SELECTED TEXT =
Hello Lyle,
Spot on summary. I have used silver solder for 50 years. I used to bind any joints with iron wire, but that isn't applicable here. Using the correct flux and heat source (I use oxy-acetylene) and good technique, I have never had a failure . I have broken joints in a pro test rig and you can see the flow of the silver bearing alloy. NEVER a dry joint. I silver solder model steam locomotive boilers, hence I have a good supply of expensive silver solders! On very rare occasions I have used ordinary brazing rod and the correct flux. This too gives rock solid brazes, although it doesn't flow quite as well as the silver alloys. Stay-brite type solders are not good enough for the job in most cases. It has far less strength than silver solder or braze and I have seen loco boilers develop bad leaks around the fire box foundation rings due to its use, by shall, we say, less than well informed people. A metallurgist friend of mine looked at these failed seams and declared they were stress cracks throughout the soldering medium. If it isn't good enough for boilers pressed to 120 pounds per square inch, then it isn't good enough for us!

RECORD EXCERPTS =
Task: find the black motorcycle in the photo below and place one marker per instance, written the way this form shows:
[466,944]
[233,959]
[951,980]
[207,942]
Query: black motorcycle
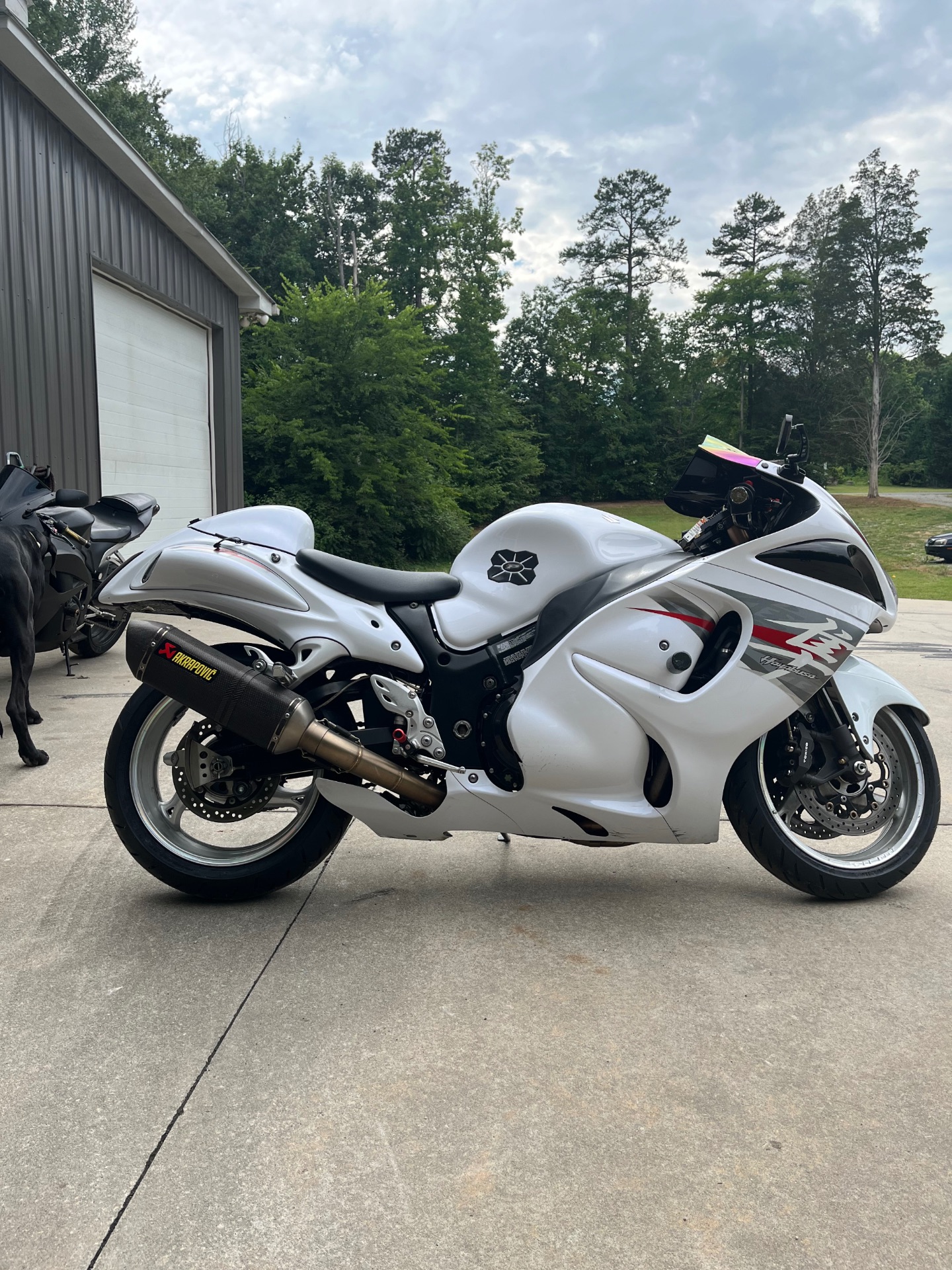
[84,553]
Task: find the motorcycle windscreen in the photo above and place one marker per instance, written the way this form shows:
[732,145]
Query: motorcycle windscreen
[18,486]
[703,486]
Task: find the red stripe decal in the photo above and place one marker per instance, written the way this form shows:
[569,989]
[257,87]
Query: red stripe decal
[703,622]
[771,635]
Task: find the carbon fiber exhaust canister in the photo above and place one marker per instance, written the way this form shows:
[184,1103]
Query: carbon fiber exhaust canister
[255,706]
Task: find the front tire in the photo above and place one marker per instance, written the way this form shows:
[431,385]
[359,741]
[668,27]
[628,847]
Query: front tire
[810,855]
[223,860]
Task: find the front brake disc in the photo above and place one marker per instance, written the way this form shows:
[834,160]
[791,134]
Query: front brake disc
[855,807]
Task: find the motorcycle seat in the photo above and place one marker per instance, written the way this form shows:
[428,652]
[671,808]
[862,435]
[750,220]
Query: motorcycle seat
[377,586]
[104,532]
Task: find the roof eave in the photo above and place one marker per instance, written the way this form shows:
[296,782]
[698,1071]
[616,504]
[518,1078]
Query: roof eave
[37,71]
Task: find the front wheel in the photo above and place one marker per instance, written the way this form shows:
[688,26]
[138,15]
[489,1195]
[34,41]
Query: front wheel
[206,813]
[841,841]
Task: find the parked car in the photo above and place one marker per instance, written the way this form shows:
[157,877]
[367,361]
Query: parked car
[941,546]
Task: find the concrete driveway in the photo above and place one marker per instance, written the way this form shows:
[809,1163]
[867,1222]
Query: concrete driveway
[465,1054]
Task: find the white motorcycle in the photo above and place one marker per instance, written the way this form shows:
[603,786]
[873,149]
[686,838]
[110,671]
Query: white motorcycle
[574,676]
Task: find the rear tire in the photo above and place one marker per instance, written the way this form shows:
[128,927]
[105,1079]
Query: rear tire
[197,868]
[801,861]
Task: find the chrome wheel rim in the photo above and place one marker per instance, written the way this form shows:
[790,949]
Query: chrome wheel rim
[190,837]
[899,775]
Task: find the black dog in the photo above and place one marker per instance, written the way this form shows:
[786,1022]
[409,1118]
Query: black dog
[22,582]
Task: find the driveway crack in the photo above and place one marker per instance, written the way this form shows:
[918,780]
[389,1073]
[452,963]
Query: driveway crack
[207,1064]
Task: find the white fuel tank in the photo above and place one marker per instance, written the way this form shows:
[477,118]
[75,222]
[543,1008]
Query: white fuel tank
[514,567]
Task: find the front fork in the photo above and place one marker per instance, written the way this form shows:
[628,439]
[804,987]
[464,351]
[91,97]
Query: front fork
[824,730]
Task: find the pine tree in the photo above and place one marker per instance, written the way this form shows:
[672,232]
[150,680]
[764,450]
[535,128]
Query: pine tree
[891,299]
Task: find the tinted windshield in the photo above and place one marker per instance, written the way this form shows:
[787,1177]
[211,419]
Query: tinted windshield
[17,486]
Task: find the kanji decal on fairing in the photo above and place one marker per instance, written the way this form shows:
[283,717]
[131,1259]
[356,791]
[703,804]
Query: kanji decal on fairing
[797,648]
[516,567]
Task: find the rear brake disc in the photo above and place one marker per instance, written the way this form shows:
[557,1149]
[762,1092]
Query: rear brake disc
[208,784]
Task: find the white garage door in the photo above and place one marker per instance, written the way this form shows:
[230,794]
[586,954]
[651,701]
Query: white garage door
[154,405]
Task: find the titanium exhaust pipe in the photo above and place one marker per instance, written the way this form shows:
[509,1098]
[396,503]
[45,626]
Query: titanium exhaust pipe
[257,706]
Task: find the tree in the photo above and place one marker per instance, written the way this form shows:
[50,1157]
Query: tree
[629,244]
[892,302]
[262,208]
[419,202]
[598,426]
[93,41]
[347,208]
[344,421]
[503,455]
[742,300]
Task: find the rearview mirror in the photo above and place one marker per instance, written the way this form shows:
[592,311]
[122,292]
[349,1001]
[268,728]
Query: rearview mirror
[71,498]
[783,441]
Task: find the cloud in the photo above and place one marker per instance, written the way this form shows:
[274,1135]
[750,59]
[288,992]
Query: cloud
[716,97]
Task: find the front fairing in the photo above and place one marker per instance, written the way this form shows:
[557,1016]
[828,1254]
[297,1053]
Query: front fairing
[814,516]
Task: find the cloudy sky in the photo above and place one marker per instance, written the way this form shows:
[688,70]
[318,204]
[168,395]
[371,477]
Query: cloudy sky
[716,97]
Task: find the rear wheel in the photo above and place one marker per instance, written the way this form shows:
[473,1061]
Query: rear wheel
[846,840]
[197,824]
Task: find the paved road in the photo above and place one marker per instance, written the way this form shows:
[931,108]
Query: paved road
[938,499]
[465,1054]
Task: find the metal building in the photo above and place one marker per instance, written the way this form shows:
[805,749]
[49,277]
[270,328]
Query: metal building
[120,313]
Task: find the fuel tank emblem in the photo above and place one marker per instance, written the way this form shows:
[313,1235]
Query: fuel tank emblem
[516,567]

REQUIRED TASKS =
1. In the message on silver solder, what heat source does the writer use?
2. State whether each statement below agrees with the message on silver solder, answering yes or no and quoting the deciding words. (a) The writer has used silver solder for 50 years. (b) Ordinary brazing rod flows better than the silver alloys. (c) A metallurgist judged the failed seams to be stress cracks.
3. Carry on the message on silver solder from its final sentence.

THE RESPONSES =
1. Oxy-acetylene.

2.
(a) Yes: "I have used silver solder for 50 years."
(b) No: "it doesn't flow quite as well as the silver alloys."
(c) Yes: "declared they were stress cracks throughout the soldering medium."

3.
A couple of silver soldering rods doesn't cost the earth and you do not use much per joint, bronze rod is even cheaper so it really isn't expensive to use to use. A Map cylinder will last forever in this application. Why on earth risk a valuable plane that you have spent a whole lot of time building, for a few dollars "saved"?
I get plenty of practice at silver soldering and you need to do a few practice joints before doing the real thing, as long as the solder flows well, you know you have got it right. Too much is made of the acid flux residues, you have to clean the flux off, because it makes the joint unsightly. I then dip the joint in a commercial degreasing solution (cleans engines too!). If it is a boiler, then I "pickle" it in an acid solution (usually dilute sulphuric acid). not worth bothering about for non copper items.
Andrew.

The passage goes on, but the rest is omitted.